Dataset excerpts

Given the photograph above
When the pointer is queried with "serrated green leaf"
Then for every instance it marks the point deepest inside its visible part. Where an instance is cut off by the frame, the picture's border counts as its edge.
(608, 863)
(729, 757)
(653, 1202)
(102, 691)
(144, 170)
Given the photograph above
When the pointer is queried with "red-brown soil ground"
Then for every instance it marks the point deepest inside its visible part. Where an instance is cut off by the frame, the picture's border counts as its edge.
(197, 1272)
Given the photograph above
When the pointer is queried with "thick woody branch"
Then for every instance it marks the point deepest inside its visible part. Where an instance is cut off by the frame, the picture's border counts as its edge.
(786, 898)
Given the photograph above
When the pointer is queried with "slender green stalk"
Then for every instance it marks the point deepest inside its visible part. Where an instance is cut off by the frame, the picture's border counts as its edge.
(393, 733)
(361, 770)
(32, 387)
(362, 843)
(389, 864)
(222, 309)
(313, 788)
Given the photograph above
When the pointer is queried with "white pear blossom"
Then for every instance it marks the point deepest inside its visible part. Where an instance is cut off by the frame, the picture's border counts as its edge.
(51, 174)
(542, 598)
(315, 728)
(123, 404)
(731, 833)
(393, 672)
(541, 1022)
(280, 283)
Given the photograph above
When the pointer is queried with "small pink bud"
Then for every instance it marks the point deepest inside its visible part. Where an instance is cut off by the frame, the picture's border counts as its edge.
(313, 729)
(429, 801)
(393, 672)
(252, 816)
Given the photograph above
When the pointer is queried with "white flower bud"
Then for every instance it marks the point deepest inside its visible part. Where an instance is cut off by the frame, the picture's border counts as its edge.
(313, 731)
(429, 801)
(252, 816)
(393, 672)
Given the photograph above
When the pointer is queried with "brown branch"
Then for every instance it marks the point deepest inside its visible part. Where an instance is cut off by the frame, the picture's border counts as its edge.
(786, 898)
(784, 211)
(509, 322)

**Task instructions**:
Your job is to copy all the records exactly.

**Your response**:
Given the photograph above
When the pointer is queried with "serrated green leaf"
Then for every instance it marks the point deepest inside its visible part. Where an instance is cut off by the frame, the picture's border counts as its edge.
(608, 863)
(729, 757)
(653, 1202)
(102, 691)
(144, 170)
Given the photograph above
When the pointer is queried with "red-brown soil ground"
Then for every instance it marks the point deepest inside its visible part. Where an instance is cut off by the frame, the picture's border counts as its edge.
(197, 1272)
Given the photograph above
When the pointer is queried with "thick woody branch"
Then for every instance it marks the point deepest inside its visible part. Where an instance is cut off by the frame, the picture's border counts as its edge.
(786, 898)
Given the photograph above
When the pointer is queried with "slender green stalk"
Then for every instance it marks the point deepest inside its visible part. Where an instance is cut off by the frame, the picture's border counts as its edge.
(393, 733)
(361, 770)
(32, 387)
(362, 843)
(389, 864)
(222, 309)
(313, 788)
Given the photograph above
When the pointer is queried with "white pear blossom"
Then for every instance it marks the point deepest inside its visible part. Where an instance is cut off by the frame, the picture's border counts as its edge.
(51, 174)
(542, 598)
(315, 728)
(123, 404)
(731, 833)
(393, 672)
(541, 1022)
(280, 283)
Given the photograph above
When the pointer is queried with "small pink bud"
Then for every instance it marks the point deepest inside its visible part. Where an instance is cut off by the frame, the picture's border counts as its edge.
(313, 729)
(429, 801)
(393, 672)
(252, 816)
Given the photograph above
When the pointer is queried with "white flower bud"
Then for every instance it marks the point deepest inside its visible part. Where an instance is cut off by the frame, the picture's border counts as its edge.
(313, 731)
(429, 801)
(252, 816)
(393, 672)
Given the photograph above
When the pointer is queried with "brown branch"
Then for every instance it marks the point deepest inside its visible part. Where an instance is cut off by the frame, the picture's border counts as its edge.
(786, 898)
(784, 211)
(509, 322)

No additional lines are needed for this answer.